## PASSAGE
↓↓↓

Thursday 15 July, 2021
Once upon a time…
… I used to go to London on the train. And bring my bike. But that was in another universe.
Quote of the Day
”The Pentagon: a place where costs are always rounded off to the nearest tenth of a billion dollars.”
Merton Tyrrell, 1970.
Musical alternative to the morning’s radio news
Eric Clapton & Steve Winwood | Can’t find my way home
Long Read of the Day
Antitrust posturing
Benedict Evans is one of the most astute and knowledgeable commentators on the tech industry, and he’s always worth reading. This essay gives his sceptical take on the raft of ‘antitrust’ bills tabled by the Democrats in the US House of Representatives recently, and is worth a read.
My 2p-worth Although I’m passionately in favour of regulating tech giants, I agree with much of what Ben says. The current wave of legislative action belongs to the “something must be done” genre. Some of the antitrust suits — like the Facebook complaints recently rejected out of hand by a US judge — are feeble and poorly thought out. And there’s a kind of ‘disjointed incrementalism’ about lots of the others. A longer view would say that democracies face two — currently unsolved — problems:
what kinds of regulatory instruments are appropriate for reining in the tech giants?
What would appropriate new regulators look like?
The strange attractions of automobile exhaust
Further to my musings yesterday on why some drivers (mostly male, I’d say) like to buy gars that make a lot of noise, I had a lovely email from Euan Williamson who tells me that I can get an app that compensates for the eerie quietness of our Tesla.

↑↑↑

## PROMPT 1
Reproduce the passage of the blog entry starting with "The strange attractions" and going on through "of our Tesla.".
## PROMPT 2
According to the blog entry, what did a US judge recently do with the Facebook complaints?
## PROMPT 3
Resume the blog entry, picking up after its final sentence.

## EXTRACTED RECORDS
↓↓↓

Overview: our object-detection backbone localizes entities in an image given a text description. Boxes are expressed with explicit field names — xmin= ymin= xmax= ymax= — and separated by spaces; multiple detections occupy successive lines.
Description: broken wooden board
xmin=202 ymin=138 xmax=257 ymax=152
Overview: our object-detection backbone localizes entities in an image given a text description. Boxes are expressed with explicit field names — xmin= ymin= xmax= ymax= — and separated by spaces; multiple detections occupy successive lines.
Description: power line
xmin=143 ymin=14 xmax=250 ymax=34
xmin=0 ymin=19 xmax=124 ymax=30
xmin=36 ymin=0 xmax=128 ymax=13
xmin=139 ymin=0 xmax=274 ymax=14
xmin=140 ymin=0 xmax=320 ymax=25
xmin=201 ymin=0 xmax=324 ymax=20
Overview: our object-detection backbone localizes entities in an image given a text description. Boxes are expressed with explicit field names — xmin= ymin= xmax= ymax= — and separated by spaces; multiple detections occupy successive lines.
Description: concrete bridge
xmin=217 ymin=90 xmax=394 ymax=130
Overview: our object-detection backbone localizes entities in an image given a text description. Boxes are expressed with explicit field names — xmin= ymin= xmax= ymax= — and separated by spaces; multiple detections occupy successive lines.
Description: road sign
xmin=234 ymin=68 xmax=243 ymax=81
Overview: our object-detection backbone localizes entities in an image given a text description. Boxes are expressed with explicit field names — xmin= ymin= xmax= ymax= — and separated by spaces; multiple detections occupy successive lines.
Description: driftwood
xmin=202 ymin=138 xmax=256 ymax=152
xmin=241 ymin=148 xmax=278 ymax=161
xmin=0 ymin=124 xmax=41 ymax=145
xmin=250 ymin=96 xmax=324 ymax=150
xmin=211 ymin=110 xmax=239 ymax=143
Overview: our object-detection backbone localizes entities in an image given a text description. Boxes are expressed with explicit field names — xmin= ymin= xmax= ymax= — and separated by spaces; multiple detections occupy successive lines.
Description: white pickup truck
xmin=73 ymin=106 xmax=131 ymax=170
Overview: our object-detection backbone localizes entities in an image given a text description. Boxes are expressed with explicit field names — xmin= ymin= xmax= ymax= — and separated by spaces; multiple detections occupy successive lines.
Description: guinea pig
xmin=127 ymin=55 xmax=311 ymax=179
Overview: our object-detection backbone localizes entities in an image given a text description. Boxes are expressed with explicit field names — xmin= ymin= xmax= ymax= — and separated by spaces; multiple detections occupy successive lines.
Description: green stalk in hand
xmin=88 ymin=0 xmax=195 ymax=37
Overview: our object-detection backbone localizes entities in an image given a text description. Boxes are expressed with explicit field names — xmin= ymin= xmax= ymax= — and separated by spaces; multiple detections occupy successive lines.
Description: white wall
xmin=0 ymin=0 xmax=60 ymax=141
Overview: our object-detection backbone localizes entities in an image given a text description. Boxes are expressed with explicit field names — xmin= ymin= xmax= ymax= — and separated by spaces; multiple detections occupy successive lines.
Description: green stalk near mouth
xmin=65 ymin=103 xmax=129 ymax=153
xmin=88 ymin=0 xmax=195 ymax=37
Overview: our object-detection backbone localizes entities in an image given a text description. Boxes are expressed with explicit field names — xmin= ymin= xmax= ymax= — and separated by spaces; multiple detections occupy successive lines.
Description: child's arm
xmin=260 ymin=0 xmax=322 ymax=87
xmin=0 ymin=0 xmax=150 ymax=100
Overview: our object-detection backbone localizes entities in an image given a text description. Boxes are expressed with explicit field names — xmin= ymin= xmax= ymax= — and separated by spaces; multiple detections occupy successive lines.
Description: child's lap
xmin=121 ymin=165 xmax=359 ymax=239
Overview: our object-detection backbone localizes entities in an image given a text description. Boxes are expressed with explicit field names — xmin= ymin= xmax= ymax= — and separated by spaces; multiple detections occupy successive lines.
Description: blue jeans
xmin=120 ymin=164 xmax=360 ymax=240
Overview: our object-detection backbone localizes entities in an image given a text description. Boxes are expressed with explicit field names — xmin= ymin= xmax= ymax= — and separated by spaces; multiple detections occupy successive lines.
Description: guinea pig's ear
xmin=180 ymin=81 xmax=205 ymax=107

↑↑↑

## RESPONSE AREA 1
The strange attractions of automobile exhaust
Further to my musings yesterday on why some drivers (mostly male, I’d say) like to buy gars that make a lot of noise, I had a lovely email from Euan Williamson who tells me that I can get an app that compensates for the eerie quietness of our Tesla.

## RESPONSE AREA 2
The judge rejected them out of hand.

## RESPONSE AREA 3
XLR8 (pronounced accelerate) is an exciting new app from 2XL Games that makes your car sound like an exotic supercar as you drive! Connect your iPhone, iPod or iPad to your car stereo and you’re off and running. Select from one of five exciting engines: * Classic V8 muscle car NASCAR engine * Ford GT40 * Ferrari sports car * Lamborghini supercar
Funnily enough, I regard the Tesla as sufficiently ‘exotic’.
Finally, Italy bans cruise liners from docking in Venice
From Reuters:
ROME, July 13 (Reuters) – Italy on Tuesday banned cruise liners from Venice lagoon to defend its ecosystem and heritage, moving to end years of hesitation and putting the demands of residents and culture bodies above those of the tourist industry.
The government decided to act after the United Nations culture organisation UNESCO threatened to put Italy on a blacklist for not banning liners from the World Heritage site, cabinet sources said.
The ban will take effect from Aug. 1, barring ships weighing more than 25,000 tonnes from the shallow Giudecca Canal that leads past Piazza San Marco, the city’s most famous landmark.
Hooray! I wonder if it would have happened without the pandemic, which reminded people of what a civilised place Venice could/can be. Those cruise liners are grotesque. I remember being shocked when I first encountered them in Sydney harbour. They’re basically floating apartment blocks and they looked out of place even against that larger backdrop. But in Venice they were so out of proportion that it was obscene.
How to write an opening chapter
One of my grandsons, who currently lives in Italy, was with us for the weekend. He’s 11 and had been reading Italo Calvino, so at breakfast we began to talk about his writing, and I mentioned If on a Winter’s Night a Traveler, which I’d loved but he hadn’t read. So I dug it out and opened it, and this is what we found:
You are about to begin reading Italo Calvino’s new novel, If on a Winter’s night a traveler. Relax. Concentrate. Dispel every other thought. Let the world around you fade. Best to close the door; the TV is always on in the next room. Tell the others right away, “No I don’t want to watch TV!” Raise your voice — they won’t hear you otherwise — “I’m reading! I don’t want to be disturbed!”
And so it goes on — like this:
You get the idea. Without realising it, you’re hooked.